* What is needed
Write out each of the records below again, substituting "widest part" for every occurrence of "thickest part" and keeping all other wording unchanged.

Items from a dataset:
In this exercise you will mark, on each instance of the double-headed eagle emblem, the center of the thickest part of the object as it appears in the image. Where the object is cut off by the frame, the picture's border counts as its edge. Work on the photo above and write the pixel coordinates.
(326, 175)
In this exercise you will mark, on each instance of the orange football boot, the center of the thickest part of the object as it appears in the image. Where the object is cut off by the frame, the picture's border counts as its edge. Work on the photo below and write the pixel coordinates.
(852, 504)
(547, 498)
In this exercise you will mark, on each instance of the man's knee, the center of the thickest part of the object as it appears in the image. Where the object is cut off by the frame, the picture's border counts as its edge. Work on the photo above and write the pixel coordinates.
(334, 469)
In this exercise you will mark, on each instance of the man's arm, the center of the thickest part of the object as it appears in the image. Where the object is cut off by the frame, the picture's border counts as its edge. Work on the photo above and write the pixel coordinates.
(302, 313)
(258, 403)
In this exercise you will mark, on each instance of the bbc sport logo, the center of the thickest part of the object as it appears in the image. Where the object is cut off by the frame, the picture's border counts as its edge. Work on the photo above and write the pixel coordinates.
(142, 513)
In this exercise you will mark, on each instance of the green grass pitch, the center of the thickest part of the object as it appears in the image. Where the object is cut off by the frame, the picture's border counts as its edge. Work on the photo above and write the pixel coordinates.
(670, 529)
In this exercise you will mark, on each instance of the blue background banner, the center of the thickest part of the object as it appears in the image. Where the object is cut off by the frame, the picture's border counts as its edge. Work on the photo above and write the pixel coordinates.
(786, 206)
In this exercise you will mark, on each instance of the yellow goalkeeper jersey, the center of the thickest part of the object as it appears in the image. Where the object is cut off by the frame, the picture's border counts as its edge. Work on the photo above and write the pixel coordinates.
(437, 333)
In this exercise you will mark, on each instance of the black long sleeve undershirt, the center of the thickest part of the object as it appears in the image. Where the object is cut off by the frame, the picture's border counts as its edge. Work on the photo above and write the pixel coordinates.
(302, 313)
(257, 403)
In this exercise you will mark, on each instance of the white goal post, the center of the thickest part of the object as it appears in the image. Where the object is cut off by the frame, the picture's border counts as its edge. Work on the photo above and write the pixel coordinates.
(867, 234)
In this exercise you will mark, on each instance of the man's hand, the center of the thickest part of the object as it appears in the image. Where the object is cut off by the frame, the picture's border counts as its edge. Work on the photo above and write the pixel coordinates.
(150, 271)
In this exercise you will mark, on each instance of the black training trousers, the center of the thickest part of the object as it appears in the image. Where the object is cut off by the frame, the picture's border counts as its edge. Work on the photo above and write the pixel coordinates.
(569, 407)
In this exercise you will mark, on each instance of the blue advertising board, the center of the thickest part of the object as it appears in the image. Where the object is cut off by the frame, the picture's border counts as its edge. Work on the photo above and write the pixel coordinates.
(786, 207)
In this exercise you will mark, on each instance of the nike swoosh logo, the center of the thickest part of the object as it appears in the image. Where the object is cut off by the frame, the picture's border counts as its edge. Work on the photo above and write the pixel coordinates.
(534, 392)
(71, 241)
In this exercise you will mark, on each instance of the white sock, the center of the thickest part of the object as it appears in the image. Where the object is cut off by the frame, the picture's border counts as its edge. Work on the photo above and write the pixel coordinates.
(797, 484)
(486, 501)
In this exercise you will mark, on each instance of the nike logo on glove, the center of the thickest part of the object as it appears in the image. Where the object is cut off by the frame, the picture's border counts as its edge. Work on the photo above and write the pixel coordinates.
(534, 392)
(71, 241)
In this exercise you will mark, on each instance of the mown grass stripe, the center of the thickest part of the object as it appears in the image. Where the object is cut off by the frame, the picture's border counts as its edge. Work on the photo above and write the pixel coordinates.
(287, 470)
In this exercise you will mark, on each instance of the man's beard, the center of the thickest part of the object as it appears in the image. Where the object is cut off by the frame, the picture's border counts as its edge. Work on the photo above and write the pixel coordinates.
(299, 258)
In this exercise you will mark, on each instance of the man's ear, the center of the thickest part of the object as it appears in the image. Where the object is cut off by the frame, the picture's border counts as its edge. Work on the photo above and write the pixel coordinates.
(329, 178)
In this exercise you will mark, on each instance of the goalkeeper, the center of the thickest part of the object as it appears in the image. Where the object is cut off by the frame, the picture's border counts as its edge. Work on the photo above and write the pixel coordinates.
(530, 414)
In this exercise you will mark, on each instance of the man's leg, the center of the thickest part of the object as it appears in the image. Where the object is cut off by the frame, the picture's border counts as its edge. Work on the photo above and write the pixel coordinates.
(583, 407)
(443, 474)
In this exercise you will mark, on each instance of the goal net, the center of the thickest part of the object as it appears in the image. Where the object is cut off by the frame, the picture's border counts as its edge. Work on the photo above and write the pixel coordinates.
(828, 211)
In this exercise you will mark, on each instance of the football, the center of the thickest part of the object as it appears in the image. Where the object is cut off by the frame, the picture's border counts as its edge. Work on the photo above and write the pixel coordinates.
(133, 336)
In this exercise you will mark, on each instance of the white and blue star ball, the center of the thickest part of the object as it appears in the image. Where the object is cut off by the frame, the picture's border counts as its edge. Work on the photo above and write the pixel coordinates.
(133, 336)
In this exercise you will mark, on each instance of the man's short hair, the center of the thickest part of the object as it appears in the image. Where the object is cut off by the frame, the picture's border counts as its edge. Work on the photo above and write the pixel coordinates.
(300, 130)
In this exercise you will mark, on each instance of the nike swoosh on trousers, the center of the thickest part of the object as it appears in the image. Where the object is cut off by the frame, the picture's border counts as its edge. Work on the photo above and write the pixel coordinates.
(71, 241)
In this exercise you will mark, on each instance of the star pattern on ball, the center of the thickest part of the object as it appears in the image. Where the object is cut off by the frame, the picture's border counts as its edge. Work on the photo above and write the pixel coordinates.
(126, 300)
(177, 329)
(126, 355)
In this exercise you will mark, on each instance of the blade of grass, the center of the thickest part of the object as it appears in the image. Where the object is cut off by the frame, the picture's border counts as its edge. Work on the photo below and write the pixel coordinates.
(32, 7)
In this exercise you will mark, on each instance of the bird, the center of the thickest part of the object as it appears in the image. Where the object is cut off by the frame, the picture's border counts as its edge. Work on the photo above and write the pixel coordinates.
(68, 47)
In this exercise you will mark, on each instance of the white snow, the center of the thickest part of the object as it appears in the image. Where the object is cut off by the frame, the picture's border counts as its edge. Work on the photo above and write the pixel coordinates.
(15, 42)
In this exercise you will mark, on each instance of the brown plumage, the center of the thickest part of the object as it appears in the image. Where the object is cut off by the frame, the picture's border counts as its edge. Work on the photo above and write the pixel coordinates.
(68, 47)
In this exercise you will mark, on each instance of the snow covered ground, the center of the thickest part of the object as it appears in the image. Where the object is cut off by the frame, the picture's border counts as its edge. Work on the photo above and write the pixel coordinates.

* Task output
In this exercise you will mark, on each instance of the double-headed eagle emblem, the center of the widest part of the object as it appears in the image. Where the object is cut off by the frame, the picture's border counts as its edge. Work on the photo above and write the pixel coordinates.
(326, 175)
In this exercise you will mark, on each instance of the orange football boot, the center of the widest part of the object as it appears in the image. Where the object is cut off by the frame, the picture's border counts as its edge. Work on the photo below and write the pixel coordinates.
(852, 504)
(547, 498)
In this exercise you will mark, on each instance of the man's knee, the center of the widest part of the object as it appears in the image. Where the object is cut off by the frame, the picture's border counts as its edge. Work on the photo above and write the pixel coordinates.
(334, 469)
In this exercise you will mark, on each instance of the man's arm, the center of the widest part of the object as it appears in the image. Where the object is cut off by the frame, the picture's border counts as its edge. Work on the photo above and write the pixel coordinates.
(302, 313)
(258, 403)
In this exercise you will mark, on each instance of the bbc sport logo, the center of the widest part of the object as it appears in the image. Where the object is cut off by the frame, the picture's border counts as its edge. Work on the photo above and write the pixel coordinates.
(142, 513)
In this exercise you will mark, on each instance of the green grass pitch, the center of the widest part of the object as it appears in the image. Where the object is cut off by the frame, the picture's border counts as its edge. Work on the photo above and write the pixel coordinates.
(670, 529)
In this exercise you will mark, on each instance of the blue background banner, the center of the widest part of the object as it appears in the image. Where the object is cut off by the frame, the picture's border counts as its edge. Work on the photo above and write the pixel coordinates.
(786, 206)
In this exercise you will mark, on each instance of the yellow goalkeeper jersey, the center of the widest part of the object as it appears in the image. Where the object is cut off by the frame, the picture's border counts as its edge. Work on the photo above and write the pixel coordinates.
(437, 333)
In this exercise you will mark, on each instance of the black long sleeve undershirt, the center of the widest part of the object as it appears in the image. Where the object is cut off by the frame, the picture's border counts as its edge. Work on the photo above and write the pixel coordinates.
(302, 313)
(257, 403)
In this exercise you will mark, on each instance of the white goal post, the center of the widest part of the object as it appears in the image. Where the object is cut off by the frame, the picture's border counts as its edge. Work on the photo above and write the pixel coordinates.
(867, 234)
In this exercise you will mark, on each instance of the man's hand, the center of the widest part of the object as it appears in the image. Where the object is cut off by the frame, the picture's border counts as its edge. Work on the photo above and write the pixel coordinates.
(150, 271)
In this exercise you will mark, on each instance of the black training trousers, the center of the widest part of the object as it appears in the image. Where the object is cut off by the frame, the picture's border counts as its edge. Work on the photo above and write the pixel coordinates.
(569, 407)
In this exercise you will mark, on each instance of the blue advertising board, the center of the widest part of the object as it appears in the image. Where the object is cut off by the frame, the picture's border counts as its edge. Work on the photo above and write the pixel coordinates.
(786, 207)
In this exercise you will mark, on each instance of the nike swoosh logo, the center of the widest part of the object as it appears in the image. Where the object is cut off by the frame, the picture's border counts as its edge. Work on the photo above and write the pixel coordinates.
(534, 392)
(71, 241)
In this exercise you will mark, on each instance of the white sock, the center of the widest part of the object as it appears in the image. Where the object is cut off by the frame, the picture's border counts as its edge. Work on the photo above and write the pixel coordinates.
(797, 484)
(486, 501)
In this exercise you will mark, on each instance of the nike logo on glove, the center of the widest part of the object as it appears in the image. Where the object is cut off by the frame, the picture's border counts as its edge. Work on the photo above and write the pixel coordinates.
(534, 392)
(71, 241)
In this exercise you will mark, on each instance of the mown grass stripe, the center of the widest part of the object as it appears in the image. Where the object is cut off by the frame, the picture's border counts as its edge. Work on the photo above and write the pixel coordinates.
(287, 470)
In this exercise you will mark, on each instance of the man's beard, the center of the widest part of the object as it appears in the image. Where the object is cut off by the frame, the picture's border counts as its edge. Work on the photo above and write the pixel coordinates.
(299, 258)
In this exercise you will mark, on each instance of the man's ear, the center of the widest part of the object as it appears in the image. Where the object is cut off by the frame, the picture's border counts as its edge. Work on the photo above and write the pixel coordinates.
(329, 178)
In this exercise you will mark, on each instance of the goalkeeper, the center of the widest part of the object as it appears in the image. Where the object is cut off by the frame, the picture's border counts as its edge. Work on the photo above and write the pixel coordinates.
(530, 414)
In this exercise you will mark, on each instance of the man's leg, the center of the widest part of the object as it appears in the image. Where the object is cut off by the frame, the picture's border counts as its edge. Work on the photo above and write the pixel coordinates.
(583, 407)
(443, 474)
In this exercise you will mark, on each instance of the goal net, the center of the widest part of the object as it appears in the image. Where the object is cut off by the frame, the picture's border counts as its edge. Work on the photo above and write the pixel coordinates.
(828, 211)
In this exercise you will mark, on each instance of the football, the center of the widest part of the object as it appears in the image. Where the object is cut off by the frame, the picture's border counts as its edge. Work on the photo above and write the pixel coordinates.
(133, 336)
In this exercise you will mark, on each instance of the white and blue star ball, the center of the widest part of the object as it appears in the image. Where the object is cut off by the frame, the picture's border counts as its edge. Work on the photo above and write the pixel coordinates.
(133, 336)
In this exercise you will mark, on each instance of the man's short hair, the center of the widest part of the object as it appears in the image. Where the object is cut off by the frame, the picture's border counts as its edge. Work on the photo above and write the pixel coordinates.
(300, 130)
In this exercise you will mark, on each instance of the nike swoosh on trousers, the center of the widest part of the object as it appears in the image. Where the object is cut off by the frame, the picture's border counts as its edge. Work on the photo above and write the pixel coordinates.
(71, 241)
In this exercise you will mark, on each instance of the star pattern on ball, the center of the widest part of the object as it appears in the image. Where the object is cut off by the frame, the picture's border counts as its edge. Work on the photo above and write the pixel coordinates.
(126, 300)
(177, 329)
(126, 355)
In this exercise you will mark, on each instance of the blade of grass, the center of the widest part of the object as it appears in the image. Where the object is cut off by the frame, the picture's border counts as its edge. Work on the photo below and write the pixel coordinates.
(32, 7)
In this exercise you will mark, on each instance of the bird, the center of the widest part of the object as it appears in the image. Where the object is cut off by the frame, the picture's border counts as its edge. Work on the photo above and write the pixel coordinates.
(68, 47)
In this exercise you will mark, on each instance of the white snow, the center of the widest part of the object as it appears in the image. Where the object is cut off by the frame, the picture's border counts as its edge. Work on the photo above and write the pixel coordinates.
(15, 42)
In this exercise you will mark, on each instance of the brown plumage, the center of the widest part of the object as it appears in the image. Where the object is cut off by the frame, the picture's border counts as its edge. Work on the photo above and write the pixel coordinates.
(68, 47)
In this exercise you will mark, on each instance of the snow covered ground, the center of the widest part of the object as it appears in the image. Where the object is cut off by the frame, the picture's border counts as its edge. Work on the photo above and write the pixel coordinates.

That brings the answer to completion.